**WORK INSTRUCTIONS**
Report every line of the listing below that contains the string "woman", matching case exactly.

**DATASET**
-- BEGIN --

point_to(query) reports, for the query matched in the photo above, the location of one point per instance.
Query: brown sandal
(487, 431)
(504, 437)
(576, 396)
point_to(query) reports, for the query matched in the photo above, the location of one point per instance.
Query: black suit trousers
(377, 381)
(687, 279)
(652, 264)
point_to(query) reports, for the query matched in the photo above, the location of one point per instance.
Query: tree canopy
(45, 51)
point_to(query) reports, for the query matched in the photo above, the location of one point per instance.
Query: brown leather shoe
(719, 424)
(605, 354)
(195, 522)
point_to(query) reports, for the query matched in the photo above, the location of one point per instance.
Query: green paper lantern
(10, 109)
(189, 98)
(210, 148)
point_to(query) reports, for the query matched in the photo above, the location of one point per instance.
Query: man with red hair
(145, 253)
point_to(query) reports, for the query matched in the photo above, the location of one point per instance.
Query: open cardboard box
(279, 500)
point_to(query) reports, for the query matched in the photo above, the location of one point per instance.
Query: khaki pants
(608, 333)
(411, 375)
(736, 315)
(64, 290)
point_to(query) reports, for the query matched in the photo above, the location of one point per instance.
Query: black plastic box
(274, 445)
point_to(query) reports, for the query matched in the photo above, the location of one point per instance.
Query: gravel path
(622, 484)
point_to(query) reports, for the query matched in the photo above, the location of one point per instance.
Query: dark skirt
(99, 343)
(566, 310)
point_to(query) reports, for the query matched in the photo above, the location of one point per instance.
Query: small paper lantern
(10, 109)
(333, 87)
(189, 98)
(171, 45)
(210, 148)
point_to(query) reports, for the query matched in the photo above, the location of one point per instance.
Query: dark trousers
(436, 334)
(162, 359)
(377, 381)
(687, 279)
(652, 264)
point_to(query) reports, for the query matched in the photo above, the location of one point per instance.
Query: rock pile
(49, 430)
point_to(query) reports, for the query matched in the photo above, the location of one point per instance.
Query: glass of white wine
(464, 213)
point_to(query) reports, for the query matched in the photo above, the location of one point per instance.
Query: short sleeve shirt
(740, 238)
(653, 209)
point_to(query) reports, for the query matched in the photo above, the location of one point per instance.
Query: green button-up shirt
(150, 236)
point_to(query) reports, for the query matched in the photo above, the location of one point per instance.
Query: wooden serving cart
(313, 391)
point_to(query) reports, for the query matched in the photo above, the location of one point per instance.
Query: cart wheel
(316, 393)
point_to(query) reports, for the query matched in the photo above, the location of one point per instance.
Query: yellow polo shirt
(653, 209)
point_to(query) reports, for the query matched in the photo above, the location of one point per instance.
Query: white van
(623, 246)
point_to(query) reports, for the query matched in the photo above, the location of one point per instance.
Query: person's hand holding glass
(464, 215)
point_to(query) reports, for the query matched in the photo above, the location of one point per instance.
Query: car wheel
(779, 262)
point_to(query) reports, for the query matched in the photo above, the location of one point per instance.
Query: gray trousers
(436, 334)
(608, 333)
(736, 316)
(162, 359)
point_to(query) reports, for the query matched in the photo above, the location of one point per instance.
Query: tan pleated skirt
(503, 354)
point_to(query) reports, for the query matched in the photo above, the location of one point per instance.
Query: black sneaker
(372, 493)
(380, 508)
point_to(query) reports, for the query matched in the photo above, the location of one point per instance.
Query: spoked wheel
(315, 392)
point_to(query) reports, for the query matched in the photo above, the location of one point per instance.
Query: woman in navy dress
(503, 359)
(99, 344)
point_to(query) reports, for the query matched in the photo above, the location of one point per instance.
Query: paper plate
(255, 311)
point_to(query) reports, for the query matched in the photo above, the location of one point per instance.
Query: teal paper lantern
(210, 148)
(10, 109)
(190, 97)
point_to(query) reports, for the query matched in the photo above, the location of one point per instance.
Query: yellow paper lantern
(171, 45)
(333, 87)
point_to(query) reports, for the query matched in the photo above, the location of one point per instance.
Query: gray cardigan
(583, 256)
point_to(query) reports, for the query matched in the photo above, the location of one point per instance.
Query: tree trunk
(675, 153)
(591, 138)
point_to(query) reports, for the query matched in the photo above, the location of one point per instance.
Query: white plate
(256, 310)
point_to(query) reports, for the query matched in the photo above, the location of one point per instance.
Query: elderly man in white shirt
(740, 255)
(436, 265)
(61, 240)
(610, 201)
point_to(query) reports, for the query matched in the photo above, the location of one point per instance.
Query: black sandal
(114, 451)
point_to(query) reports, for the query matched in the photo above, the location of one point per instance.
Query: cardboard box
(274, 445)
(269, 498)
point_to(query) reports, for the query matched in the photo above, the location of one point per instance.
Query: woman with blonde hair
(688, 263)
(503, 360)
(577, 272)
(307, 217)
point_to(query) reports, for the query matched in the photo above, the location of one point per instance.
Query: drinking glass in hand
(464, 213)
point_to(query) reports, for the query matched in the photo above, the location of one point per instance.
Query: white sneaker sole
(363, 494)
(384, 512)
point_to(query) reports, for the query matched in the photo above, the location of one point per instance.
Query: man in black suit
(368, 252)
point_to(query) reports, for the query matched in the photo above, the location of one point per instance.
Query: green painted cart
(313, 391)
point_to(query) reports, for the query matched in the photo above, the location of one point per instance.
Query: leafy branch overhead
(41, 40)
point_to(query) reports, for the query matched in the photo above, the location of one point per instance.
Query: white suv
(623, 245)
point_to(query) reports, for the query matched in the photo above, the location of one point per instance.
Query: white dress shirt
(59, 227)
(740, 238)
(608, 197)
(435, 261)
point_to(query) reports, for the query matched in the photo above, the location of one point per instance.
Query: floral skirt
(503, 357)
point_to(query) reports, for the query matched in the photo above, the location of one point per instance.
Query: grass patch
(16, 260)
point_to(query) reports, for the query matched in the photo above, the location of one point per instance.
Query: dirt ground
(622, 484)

-- END --

**EXERCISE SOLUTION**
Query: woman in navy dress
Query: woman with blonde hair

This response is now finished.